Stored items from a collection
------------------------------------------------------------
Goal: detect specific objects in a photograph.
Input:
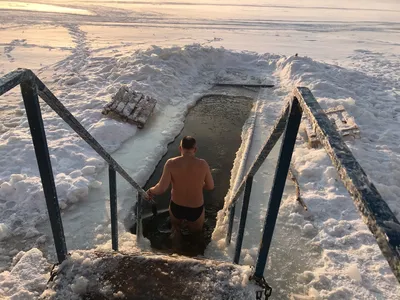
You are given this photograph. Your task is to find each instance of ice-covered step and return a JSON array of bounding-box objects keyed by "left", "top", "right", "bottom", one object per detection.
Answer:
[{"left": 40, "top": 250, "right": 261, "bottom": 300}]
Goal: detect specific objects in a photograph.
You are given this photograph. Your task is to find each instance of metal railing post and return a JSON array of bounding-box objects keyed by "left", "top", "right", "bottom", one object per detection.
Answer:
[
  {"left": 136, "top": 193, "right": 142, "bottom": 242},
  {"left": 254, "top": 98, "right": 302, "bottom": 278},
  {"left": 21, "top": 72, "right": 67, "bottom": 263},
  {"left": 225, "top": 204, "right": 236, "bottom": 245},
  {"left": 108, "top": 165, "right": 118, "bottom": 251},
  {"left": 233, "top": 175, "right": 253, "bottom": 264}
]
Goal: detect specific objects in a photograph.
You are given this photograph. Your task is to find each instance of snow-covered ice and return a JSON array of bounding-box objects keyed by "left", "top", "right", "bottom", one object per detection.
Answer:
[{"left": 0, "top": 0, "right": 400, "bottom": 299}]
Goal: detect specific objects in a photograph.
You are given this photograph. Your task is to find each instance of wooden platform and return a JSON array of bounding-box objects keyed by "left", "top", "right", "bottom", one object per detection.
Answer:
[
  {"left": 102, "top": 86, "right": 157, "bottom": 128},
  {"left": 39, "top": 251, "right": 260, "bottom": 300},
  {"left": 302, "top": 105, "right": 360, "bottom": 148}
]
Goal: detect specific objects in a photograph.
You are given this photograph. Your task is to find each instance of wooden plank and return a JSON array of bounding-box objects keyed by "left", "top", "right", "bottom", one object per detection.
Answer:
[
  {"left": 136, "top": 97, "right": 157, "bottom": 128},
  {"left": 303, "top": 105, "right": 360, "bottom": 148},
  {"left": 40, "top": 251, "right": 256, "bottom": 300},
  {"left": 215, "top": 82, "right": 275, "bottom": 88}
]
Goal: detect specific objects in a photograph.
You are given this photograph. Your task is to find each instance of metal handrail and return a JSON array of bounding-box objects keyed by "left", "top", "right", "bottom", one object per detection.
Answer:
[
  {"left": 225, "top": 87, "right": 400, "bottom": 282},
  {"left": 0, "top": 69, "right": 147, "bottom": 262}
]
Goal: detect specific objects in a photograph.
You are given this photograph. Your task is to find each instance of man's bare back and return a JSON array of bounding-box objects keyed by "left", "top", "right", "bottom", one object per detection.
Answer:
[
  {"left": 147, "top": 136, "right": 214, "bottom": 237},
  {"left": 167, "top": 155, "right": 214, "bottom": 207}
]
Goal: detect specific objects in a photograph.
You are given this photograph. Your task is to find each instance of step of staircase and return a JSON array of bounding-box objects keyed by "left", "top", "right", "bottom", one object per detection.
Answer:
[{"left": 40, "top": 250, "right": 260, "bottom": 300}]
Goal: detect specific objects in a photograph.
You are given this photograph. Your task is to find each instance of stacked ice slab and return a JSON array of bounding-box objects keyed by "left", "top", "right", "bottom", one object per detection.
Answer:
[{"left": 102, "top": 86, "right": 157, "bottom": 128}]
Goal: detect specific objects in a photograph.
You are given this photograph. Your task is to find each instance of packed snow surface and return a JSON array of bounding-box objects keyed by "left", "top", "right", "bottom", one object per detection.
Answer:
[{"left": 0, "top": 0, "right": 400, "bottom": 299}]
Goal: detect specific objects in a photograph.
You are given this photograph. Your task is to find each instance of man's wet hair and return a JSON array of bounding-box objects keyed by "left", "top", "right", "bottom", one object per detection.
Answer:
[{"left": 181, "top": 135, "right": 196, "bottom": 150}]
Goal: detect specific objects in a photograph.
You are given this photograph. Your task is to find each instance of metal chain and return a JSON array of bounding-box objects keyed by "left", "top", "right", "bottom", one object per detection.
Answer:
[{"left": 251, "top": 276, "right": 272, "bottom": 299}]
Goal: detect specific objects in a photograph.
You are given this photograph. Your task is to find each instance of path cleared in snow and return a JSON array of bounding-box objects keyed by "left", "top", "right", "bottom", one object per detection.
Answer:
[{"left": 0, "top": 0, "right": 400, "bottom": 299}]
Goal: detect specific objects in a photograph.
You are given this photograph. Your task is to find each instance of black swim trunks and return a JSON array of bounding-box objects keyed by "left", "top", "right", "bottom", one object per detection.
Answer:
[{"left": 169, "top": 200, "right": 204, "bottom": 222}]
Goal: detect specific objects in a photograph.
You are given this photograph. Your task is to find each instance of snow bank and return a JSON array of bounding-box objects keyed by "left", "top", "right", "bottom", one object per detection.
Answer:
[
  {"left": 0, "top": 248, "right": 51, "bottom": 300},
  {"left": 0, "top": 45, "right": 276, "bottom": 241},
  {"left": 40, "top": 251, "right": 260, "bottom": 300},
  {"left": 208, "top": 56, "right": 400, "bottom": 299}
]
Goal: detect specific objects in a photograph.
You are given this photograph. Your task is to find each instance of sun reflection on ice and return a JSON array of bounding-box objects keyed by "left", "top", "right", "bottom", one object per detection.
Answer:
[{"left": 0, "top": 1, "right": 95, "bottom": 16}]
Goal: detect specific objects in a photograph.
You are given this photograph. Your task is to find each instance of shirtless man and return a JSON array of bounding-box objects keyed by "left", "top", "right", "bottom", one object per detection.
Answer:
[{"left": 147, "top": 136, "right": 214, "bottom": 238}]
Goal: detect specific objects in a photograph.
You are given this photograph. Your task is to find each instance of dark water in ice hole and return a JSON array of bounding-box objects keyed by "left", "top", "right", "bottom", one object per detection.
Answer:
[{"left": 131, "top": 96, "right": 254, "bottom": 256}]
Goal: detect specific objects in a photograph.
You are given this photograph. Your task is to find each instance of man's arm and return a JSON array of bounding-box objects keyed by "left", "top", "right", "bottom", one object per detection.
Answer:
[
  {"left": 204, "top": 161, "right": 214, "bottom": 190},
  {"left": 149, "top": 160, "right": 171, "bottom": 195}
]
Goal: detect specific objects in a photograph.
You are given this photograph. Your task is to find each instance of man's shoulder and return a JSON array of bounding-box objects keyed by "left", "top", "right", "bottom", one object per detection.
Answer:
[{"left": 197, "top": 158, "right": 208, "bottom": 167}]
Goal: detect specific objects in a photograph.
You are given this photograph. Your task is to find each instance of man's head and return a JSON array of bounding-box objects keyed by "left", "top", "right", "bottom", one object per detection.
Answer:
[{"left": 179, "top": 136, "right": 197, "bottom": 154}]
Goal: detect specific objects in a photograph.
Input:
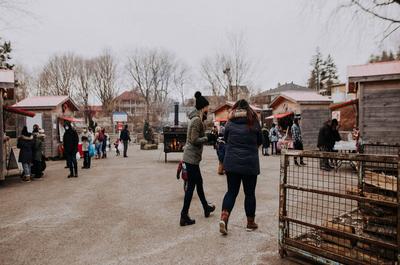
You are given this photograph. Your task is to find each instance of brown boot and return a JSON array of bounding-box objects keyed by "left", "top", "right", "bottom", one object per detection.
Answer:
[
  {"left": 219, "top": 210, "right": 229, "bottom": 236},
  {"left": 218, "top": 162, "right": 224, "bottom": 175},
  {"left": 246, "top": 217, "right": 258, "bottom": 232}
]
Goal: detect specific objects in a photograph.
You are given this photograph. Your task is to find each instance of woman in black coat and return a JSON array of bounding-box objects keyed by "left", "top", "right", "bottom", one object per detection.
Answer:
[
  {"left": 17, "top": 126, "right": 33, "bottom": 182},
  {"left": 219, "top": 100, "right": 262, "bottom": 235}
]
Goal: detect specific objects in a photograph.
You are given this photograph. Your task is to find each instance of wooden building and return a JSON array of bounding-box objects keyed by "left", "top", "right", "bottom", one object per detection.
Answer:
[
  {"left": 348, "top": 61, "right": 400, "bottom": 144},
  {"left": 267, "top": 91, "right": 332, "bottom": 149},
  {"left": 13, "top": 96, "right": 79, "bottom": 158}
]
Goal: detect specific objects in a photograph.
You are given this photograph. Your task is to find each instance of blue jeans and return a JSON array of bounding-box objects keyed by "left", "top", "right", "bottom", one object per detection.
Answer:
[
  {"left": 181, "top": 163, "right": 208, "bottom": 216},
  {"left": 222, "top": 172, "right": 257, "bottom": 217},
  {"left": 22, "top": 163, "right": 31, "bottom": 177},
  {"left": 96, "top": 142, "right": 103, "bottom": 158},
  {"left": 65, "top": 153, "right": 78, "bottom": 176}
]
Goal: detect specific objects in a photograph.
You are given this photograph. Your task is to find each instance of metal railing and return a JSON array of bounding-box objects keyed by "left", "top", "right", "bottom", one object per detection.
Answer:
[{"left": 279, "top": 151, "right": 400, "bottom": 264}]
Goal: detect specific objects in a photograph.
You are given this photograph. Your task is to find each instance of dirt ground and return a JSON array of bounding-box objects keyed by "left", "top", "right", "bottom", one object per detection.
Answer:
[{"left": 0, "top": 145, "right": 292, "bottom": 265}]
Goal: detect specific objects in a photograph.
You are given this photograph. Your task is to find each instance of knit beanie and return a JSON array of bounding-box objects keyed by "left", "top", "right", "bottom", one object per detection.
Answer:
[{"left": 194, "top": 91, "right": 210, "bottom": 110}]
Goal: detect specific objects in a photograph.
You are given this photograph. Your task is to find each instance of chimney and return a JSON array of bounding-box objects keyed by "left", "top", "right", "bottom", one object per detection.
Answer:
[{"left": 174, "top": 102, "right": 179, "bottom": 126}]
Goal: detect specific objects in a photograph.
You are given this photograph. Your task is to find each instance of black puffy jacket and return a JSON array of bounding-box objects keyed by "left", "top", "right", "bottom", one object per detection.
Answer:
[
  {"left": 63, "top": 128, "right": 79, "bottom": 155},
  {"left": 224, "top": 111, "right": 262, "bottom": 176}
]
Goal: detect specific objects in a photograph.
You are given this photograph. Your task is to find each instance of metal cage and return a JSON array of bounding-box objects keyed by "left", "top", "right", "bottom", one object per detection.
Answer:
[{"left": 279, "top": 151, "right": 400, "bottom": 265}]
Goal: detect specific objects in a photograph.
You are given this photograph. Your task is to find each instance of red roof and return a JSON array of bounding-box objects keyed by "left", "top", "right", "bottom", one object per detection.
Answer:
[
  {"left": 13, "top": 96, "right": 79, "bottom": 110},
  {"left": 329, "top": 99, "right": 358, "bottom": 110},
  {"left": 265, "top": 111, "right": 293, "bottom": 120},
  {"left": 3, "top": 106, "right": 36, "bottom": 117}
]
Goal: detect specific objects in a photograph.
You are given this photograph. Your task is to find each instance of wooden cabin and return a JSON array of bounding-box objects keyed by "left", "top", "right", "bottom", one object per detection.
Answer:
[
  {"left": 267, "top": 91, "right": 332, "bottom": 149},
  {"left": 213, "top": 101, "right": 262, "bottom": 126},
  {"left": 13, "top": 96, "right": 79, "bottom": 158},
  {"left": 348, "top": 61, "right": 400, "bottom": 144}
]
------------------------------------------------------------
Find every line in the entries above that contains the string "covered", matching case exactly, and copy each of those lines in full.

* [The completed task]:
You are given this photograph. Your task is to find each instance of ice-covered step and return a JSON array of bounding-box objects keyed by "left", "top", "right", "bottom", one object per detection.
You are given this photograph. Your task is to find each instance of snow-covered ice and return a JSON array of bounding-box objects keyed by "left", "top", "right", "bottom", one object per detection.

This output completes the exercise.